_Tarefas a realizar_
(1) Segundo a entrevista sobre a escalada na Suri Tondo, quanto a equipe gastou só em equipamentos?
(2) Por favor, dê a continuação da entrevista sobre a escalada na Suri Tondo a partir do ponto em que ela para.

_Texto do documento_
__________________________________________________
Porque essa obsessão pelo lugar?
Em 2006, a ideia era conquistar outra via na Suri Tondo, que eu acho que é maior que a Kaga a diferença é que a Suri é uma parede e não uma torre. A Suri pode ser a maior parede rochosa africana. Em 2006, o Gustavo [Pianca, integrante da equipe] estava fazendo um rapel, quando uma pedra do tamanho de uma cadeira se soltou, acertando o braço do Fernando. Então, com este debilitado, acabamos abortando a subida. Mas o lugar ficou engasgado na minha garganta. Estou voltando lá pra resolver isso.

Mas, na real, tem o seguinte: existe uma ideia formada de que um desafio da escalada é só em montanha gelada. O montanhismo tem N desafios, que incluem paredes na floresta e no deserto. Só que este não é o alpinismo clássico, que estamos acostumados a consumir. A gente importou a ideia de que escalada é só no Everest. Nós, brasileiros, estamos muito mais aptos a vencer esse tipo de desafio [em paredes quentes no deserto] do que os gringos. Nós aprendemos a escalar no calor, na vegetação e com os bichos.

O Fernando já escalou com você, mas o Ed não. Vai dar certo?
O Ed é um cara que escala pra caralho. Eu o respeito muito. Eu tenho certeza absoluta que o cara é sossegado, competente e que vamos nos dar bem. A gente já se conhece há muitos anos. O Márcio Bruno, que é meu parceiro, não podia ir dessa vez. E como estou com a grana e minha lista de montanhas é grande, não dava para esperar. Então liguei para o Ed e o cara topou. O mais importante é o caráter e o temperamento da pessoa. Escalador esportivo pode subir um grau 10, mas quando chega no perrengue, ele quer descer. O Ed, pelas expedições que ele já fez , está acostumado com o sofrimento.

Quanto custa esta viagem? Vocês têm patrocínio?
Só de equipamentos, gastamos 12 mil dólares em conjunto. Além disso, cada um coloca uns 7 mil dólares por conta para a viagem. Mas, conseguimos patrocínio de comida, coisas assim. Temos patrocínio da Solo, Deuter, Master, Snake, Conquista e Crio Foods.

Vocês treinaram juntos? Como está o entrosamento?
__________________________________________________
_Dados fornecidos_
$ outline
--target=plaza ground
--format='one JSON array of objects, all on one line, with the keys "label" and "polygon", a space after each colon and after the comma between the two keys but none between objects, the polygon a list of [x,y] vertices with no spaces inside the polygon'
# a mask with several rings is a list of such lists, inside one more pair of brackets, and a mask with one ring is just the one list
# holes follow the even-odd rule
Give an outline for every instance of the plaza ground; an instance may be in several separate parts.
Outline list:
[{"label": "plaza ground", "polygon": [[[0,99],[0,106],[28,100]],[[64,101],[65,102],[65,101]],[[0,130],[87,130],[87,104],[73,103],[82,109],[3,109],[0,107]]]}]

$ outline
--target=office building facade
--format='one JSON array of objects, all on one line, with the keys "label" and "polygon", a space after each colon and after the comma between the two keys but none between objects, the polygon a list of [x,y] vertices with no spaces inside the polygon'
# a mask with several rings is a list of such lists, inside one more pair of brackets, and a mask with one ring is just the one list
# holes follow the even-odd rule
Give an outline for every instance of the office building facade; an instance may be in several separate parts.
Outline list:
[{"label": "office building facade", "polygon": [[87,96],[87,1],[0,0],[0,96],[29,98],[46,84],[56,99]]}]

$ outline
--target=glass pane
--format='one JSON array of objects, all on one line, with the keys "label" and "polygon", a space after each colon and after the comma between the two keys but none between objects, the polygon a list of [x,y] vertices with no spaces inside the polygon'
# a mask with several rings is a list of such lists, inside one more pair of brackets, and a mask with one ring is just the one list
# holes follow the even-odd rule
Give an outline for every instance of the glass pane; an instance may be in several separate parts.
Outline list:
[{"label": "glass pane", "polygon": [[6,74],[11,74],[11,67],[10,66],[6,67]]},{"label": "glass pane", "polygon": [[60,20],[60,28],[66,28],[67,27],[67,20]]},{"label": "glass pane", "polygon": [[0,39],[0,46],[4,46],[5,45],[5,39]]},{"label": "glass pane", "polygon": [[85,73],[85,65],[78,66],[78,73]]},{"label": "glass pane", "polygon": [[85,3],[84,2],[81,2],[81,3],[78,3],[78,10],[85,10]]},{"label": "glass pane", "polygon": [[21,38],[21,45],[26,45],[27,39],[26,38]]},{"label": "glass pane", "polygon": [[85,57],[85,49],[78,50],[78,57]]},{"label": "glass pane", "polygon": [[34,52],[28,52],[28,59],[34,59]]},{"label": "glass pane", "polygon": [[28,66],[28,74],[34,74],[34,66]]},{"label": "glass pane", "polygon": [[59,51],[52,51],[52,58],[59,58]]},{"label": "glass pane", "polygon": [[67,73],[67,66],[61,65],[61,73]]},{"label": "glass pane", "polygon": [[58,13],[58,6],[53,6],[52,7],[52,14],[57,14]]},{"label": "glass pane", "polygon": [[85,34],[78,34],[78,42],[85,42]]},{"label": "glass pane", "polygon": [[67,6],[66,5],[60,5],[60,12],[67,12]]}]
__________________________________________________
_Respostas por tarefa_
(1) Gastou 12 mil dólares, em conjunto.

(2)
O Fernando costuma vir aqui uma vez por mês. Então, sempre treinamos. O Ed é do Paraná e tem o negócio dele [a fábrica de equipamentos Conquista]. Então, é difícil sairmos para viajar juntos, mas volta-e-meia nos encontramos. Como nunca escalamos uma parede grande juntos, os primeiros lances devem ser de adaptação, para ver o que cada um prefere. Mas, temos a mesma escola americana. Estamos mais para o jeito do Yosemite de escalar do que para o estilo europeu [basicamente, no primeiro os suprimentos e equipamentos são puxados por um sistema de roldanas, em uma ascensão mais lenta e trabalhosa; no segundo, os escaladores vão de uma forma mais autônoma, mais leves e subindo mais rápido]. Se fossemos diferentes, poderíamos ter problemas.

Que dia começa efetivamente a escalada? Quantos dias vocês ficarão pendurados?
Espero estar na região das torres no sábado que vem, dia 3 de março. Depois, são mais dois dias para começar a escalada (5). Se tudo der certo, em sete dias terminamos a via (dia 11). A previsão de volta para o Brasil é no dia 19, até por causa da instabilidade política da região no hotel onde vamos ficar dois franceses já foram raptados pela Al Qaeda.

Vocês receberam alguma recomendação do governo sobre segurança?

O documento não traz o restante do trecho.